§ **TASK LIST**
(a) According to the anesthesiology abstract, what may be a primary reason for reproducibility concerns in the biomedical literature? Answer in one to three sentences.
(b) Write the next part of the anesthesiology abstract, starting after its final sentence.

§ **DOCUMENT PASSAGE**
= = = =
Abstract

Assessment of Minimum False-Positive Risk of Primary Outcomes After Reducing the Nominal P Value Threshold for Statistical Significance From .05 to .005 in Anesthesiology Randomized Clinical Trials

Philip M. Jones,1,2,3 Zachary Chuang,1 Janet Martin1,2,3 Derek Nguyen,1 Jordan Shapiro,1 Penelope Neocleous1

Objective

A primary reason for reproducibility concerns in the biomedical literature may be that many published articles reporting statistically significant findings do not represent real effects.1,2 Several solutions have been postulated to mitigate the risks associated with false-positive findings.1,2 This study sought to determine the ramifications of lowering the nominal P value for statistical significance from .05 to .005 and assessed the minimum falsepositive risk (minFPR) for primary outcomes in anesthesiology randomized clinical trials (RCTs). These proposals have been explored in other fields, but the metrics have not been quantified for anesthesiology.
= = = =
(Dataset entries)
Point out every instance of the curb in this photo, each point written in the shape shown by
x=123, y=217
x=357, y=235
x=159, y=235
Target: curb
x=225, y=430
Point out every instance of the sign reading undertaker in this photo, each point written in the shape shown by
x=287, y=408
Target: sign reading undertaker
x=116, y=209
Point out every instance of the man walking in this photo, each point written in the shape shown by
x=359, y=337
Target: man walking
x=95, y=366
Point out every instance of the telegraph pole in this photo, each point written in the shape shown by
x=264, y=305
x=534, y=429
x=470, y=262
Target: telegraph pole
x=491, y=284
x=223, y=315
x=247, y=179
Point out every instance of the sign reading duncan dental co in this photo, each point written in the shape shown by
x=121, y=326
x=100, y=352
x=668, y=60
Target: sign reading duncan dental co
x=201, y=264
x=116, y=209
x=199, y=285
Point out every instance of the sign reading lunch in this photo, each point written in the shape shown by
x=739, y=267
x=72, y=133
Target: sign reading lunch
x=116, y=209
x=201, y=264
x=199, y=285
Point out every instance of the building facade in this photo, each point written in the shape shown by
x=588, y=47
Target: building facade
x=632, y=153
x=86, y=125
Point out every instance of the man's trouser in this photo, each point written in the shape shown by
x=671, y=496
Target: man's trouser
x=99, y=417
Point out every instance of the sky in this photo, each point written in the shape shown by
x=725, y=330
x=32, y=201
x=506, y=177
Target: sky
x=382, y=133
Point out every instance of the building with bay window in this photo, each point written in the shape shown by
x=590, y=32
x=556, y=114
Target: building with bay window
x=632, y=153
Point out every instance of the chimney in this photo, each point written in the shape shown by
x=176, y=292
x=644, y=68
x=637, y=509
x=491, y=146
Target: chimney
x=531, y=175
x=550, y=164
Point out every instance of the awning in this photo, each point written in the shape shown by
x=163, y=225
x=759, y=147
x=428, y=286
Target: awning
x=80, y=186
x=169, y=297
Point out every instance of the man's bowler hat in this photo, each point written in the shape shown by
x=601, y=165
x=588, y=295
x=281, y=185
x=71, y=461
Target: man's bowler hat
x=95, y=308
= = = =
§ **PER-TASK OUTPUTS**
(a) A primary reason may be that many published articles reporting statistically significant findings do not represent real effects.

(b)
Design

This cross-sectional descriptive study aimed to determine these metrics for RCTs published in the top general anesthesiology journals, defined by impact factor. The target journals were Anaesthesia, Anesthesia & Analgesia, Anesthesiology, British Journal of Anaesthesia, Canadian Journal of Anesthesia, European Journal of Anaesthesiology, and Journal of Clinical Anesthesia. The Cochrane Highly Sensitive Search Strategy was used to identify RCTs in MEDLINE. All superiority RCTs published between January 1, 2019, and March 15, 2021, comparing 2 groups with at least 1 primary outcome were included. Study screening and data extraction were performed in duplicate. P values for primary outcomes were extracted and the percentage of RCTs that would maintain statistical significance at a threshold of P < .005 was determined. For these outcomes, minFPRs were calculated assuming 1:1 prior odds of an intervention being effective, using previously recommended methods.3 Study-level characteristics predicting maintenance of statistical significance at P < .005 and minFPRs were computed using logistic and median regression, respectively.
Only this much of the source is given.